-- DATA follows --
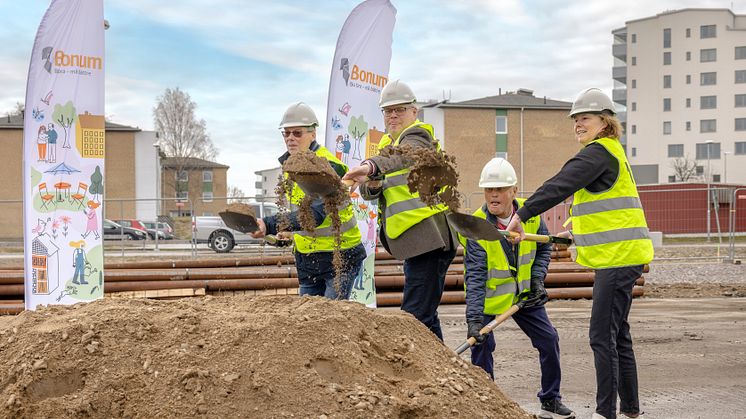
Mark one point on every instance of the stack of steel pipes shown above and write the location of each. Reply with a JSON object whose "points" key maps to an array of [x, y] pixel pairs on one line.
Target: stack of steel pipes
{"points": [[276, 274]]}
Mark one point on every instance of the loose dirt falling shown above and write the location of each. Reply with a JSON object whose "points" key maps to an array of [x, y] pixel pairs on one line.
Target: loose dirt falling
{"points": [[235, 357]]}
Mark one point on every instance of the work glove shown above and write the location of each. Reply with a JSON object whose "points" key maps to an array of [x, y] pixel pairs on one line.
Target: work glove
{"points": [[538, 295], [473, 332]]}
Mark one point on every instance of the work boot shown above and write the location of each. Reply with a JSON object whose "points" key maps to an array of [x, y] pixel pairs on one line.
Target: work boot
{"points": [[555, 409]]}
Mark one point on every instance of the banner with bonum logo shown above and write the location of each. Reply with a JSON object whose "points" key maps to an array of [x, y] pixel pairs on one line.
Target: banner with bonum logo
{"points": [[354, 124], [63, 152]]}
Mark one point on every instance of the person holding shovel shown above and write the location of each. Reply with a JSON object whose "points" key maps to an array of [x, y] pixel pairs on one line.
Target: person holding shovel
{"points": [[411, 230], [314, 250], [499, 274], [611, 236]]}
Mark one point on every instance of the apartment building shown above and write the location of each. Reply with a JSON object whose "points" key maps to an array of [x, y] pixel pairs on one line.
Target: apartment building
{"points": [[680, 86]]}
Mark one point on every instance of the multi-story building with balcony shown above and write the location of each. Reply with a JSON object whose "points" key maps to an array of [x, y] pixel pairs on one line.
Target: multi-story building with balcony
{"points": [[680, 89]]}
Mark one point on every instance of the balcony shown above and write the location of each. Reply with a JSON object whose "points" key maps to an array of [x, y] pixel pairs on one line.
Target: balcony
{"points": [[619, 51], [619, 96]]}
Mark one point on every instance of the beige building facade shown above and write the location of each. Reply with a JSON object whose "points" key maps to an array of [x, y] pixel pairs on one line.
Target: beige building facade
{"points": [[533, 133], [682, 77]]}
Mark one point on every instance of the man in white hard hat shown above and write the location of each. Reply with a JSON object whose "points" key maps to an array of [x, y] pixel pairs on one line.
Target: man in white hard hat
{"points": [[499, 274], [410, 230], [314, 250]]}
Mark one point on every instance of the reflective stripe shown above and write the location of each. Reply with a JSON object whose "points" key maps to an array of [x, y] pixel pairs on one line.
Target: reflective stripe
{"points": [[592, 207], [328, 231], [611, 236], [401, 206], [396, 180], [508, 288]]}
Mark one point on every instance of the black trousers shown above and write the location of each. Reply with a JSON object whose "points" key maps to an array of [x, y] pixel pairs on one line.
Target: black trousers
{"points": [[611, 342]]}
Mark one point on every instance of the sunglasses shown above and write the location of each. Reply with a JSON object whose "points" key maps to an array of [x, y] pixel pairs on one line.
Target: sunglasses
{"points": [[297, 133]]}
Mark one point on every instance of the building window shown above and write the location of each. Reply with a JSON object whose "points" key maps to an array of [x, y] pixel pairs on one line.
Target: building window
{"points": [[740, 53], [707, 55], [708, 79], [740, 101], [501, 124], [708, 102], [707, 125], [707, 31], [740, 76], [703, 148], [676, 150]]}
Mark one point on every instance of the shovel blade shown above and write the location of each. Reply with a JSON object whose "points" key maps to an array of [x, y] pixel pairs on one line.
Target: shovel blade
{"points": [[472, 227], [240, 222]]}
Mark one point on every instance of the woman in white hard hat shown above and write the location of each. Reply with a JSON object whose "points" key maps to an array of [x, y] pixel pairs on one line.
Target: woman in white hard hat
{"points": [[498, 275], [611, 236]]}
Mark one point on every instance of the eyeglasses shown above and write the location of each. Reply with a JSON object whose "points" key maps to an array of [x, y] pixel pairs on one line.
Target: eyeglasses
{"points": [[399, 111], [297, 133]]}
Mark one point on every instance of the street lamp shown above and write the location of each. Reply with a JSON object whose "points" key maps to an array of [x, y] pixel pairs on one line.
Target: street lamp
{"points": [[709, 176]]}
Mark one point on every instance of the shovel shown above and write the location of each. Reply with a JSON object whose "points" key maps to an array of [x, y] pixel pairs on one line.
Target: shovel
{"points": [[477, 228], [489, 327], [240, 222], [318, 183]]}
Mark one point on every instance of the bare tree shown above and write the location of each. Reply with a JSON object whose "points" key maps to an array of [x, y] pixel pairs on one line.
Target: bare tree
{"points": [[684, 168], [235, 195], [180, 135]]}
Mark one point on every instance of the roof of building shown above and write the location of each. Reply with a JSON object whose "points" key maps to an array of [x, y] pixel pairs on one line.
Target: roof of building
{"points": [[523, 98], [190, 163], [15, 121]]}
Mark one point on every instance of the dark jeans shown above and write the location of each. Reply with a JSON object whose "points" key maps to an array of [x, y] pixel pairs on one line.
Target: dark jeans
{"points": [[424, 279], [616, 369], [536, 325], [316, 275]]}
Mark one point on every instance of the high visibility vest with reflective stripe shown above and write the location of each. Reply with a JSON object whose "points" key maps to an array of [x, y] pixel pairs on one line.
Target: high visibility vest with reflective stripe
{"points": [[322, 238], [503, 289], [403, 208], [609, 227]]}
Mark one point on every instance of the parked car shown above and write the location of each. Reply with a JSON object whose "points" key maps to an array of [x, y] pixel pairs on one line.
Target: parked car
{"points": [[114, 231], [132, 223], [213, 231], [165, 230]]}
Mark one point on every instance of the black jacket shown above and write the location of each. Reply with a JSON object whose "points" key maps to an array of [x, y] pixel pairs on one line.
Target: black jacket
{"points": [[475, 263]]}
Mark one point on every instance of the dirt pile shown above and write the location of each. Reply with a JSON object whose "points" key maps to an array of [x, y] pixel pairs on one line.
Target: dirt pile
{"points": [[235, 357]]}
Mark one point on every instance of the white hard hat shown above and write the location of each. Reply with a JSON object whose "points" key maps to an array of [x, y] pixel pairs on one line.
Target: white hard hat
{"points": [[396, 93], [299, 115], [592, 100], [497, 173]]}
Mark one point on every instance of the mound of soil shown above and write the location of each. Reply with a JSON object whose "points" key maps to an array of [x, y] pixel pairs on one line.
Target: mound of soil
{"points": [[236, 357]]}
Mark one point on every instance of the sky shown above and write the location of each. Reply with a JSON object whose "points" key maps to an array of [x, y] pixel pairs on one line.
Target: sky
{"points": [[244, 61]]}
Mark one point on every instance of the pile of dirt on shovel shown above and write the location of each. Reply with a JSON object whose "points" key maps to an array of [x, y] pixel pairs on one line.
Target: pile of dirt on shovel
{"points": [[235, 357]]}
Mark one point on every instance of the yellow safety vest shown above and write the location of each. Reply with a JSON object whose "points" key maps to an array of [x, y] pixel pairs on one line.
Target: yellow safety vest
{"points": [[322, 238], [609, 227], [403, 208], [505, 286]]}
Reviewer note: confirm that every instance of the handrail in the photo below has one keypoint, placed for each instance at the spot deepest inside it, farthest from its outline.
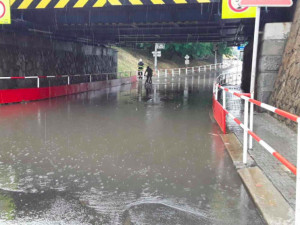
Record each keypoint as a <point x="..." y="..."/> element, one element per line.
<point x="247" y="131"/>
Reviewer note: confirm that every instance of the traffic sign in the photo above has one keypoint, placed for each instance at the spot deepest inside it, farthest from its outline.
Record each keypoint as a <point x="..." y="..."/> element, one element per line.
<point x="5" y="12"/>
<point x="161" y="45"/>
<point x="232" y="9"/>
<point x="157" y="54"/>
<point x="267" y="3"/>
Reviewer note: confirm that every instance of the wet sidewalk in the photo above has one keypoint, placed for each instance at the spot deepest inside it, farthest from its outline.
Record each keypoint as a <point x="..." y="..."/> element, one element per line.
<point x="277" y="135"/>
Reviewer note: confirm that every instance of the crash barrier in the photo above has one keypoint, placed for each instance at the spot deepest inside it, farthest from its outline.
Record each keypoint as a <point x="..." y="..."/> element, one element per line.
<point x="38" y="93"/>
<point x="245" y="125"/>
<point x="186" y="70"/>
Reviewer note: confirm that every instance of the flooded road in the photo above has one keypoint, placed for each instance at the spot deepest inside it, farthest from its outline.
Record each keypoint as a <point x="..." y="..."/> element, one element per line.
<point x="126" y="155"/>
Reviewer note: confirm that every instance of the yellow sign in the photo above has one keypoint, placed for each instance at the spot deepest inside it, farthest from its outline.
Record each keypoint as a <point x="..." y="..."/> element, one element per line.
<point x="231" y="9"/>
<point x="5" y="12"/>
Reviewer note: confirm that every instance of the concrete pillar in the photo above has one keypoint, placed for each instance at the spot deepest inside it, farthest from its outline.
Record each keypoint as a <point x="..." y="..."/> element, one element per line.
<point x="269" y="58"/>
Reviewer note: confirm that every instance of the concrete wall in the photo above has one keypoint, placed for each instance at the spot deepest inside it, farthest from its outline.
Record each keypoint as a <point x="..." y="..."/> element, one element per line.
<point x="286" y="93"/>
<point x="33" y="55"/>
<point x="271" y="49"/>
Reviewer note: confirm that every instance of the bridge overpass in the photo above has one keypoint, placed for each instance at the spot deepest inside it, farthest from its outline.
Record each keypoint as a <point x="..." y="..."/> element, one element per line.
-- DATA concluded --
Wherever the word "sign" appears in a line of the data above, copy that line.

Reviewer note: confirm that every instance of the traffic sign in the photo above has one keypoint, placed for each instance at the spot deepest inside it, farthest from its outline.
Reviewer note: confirm that every instance of the yellow sign in the photo above has one keypoint, placed for each instance at the spot deepest inside it, farthest from its outline.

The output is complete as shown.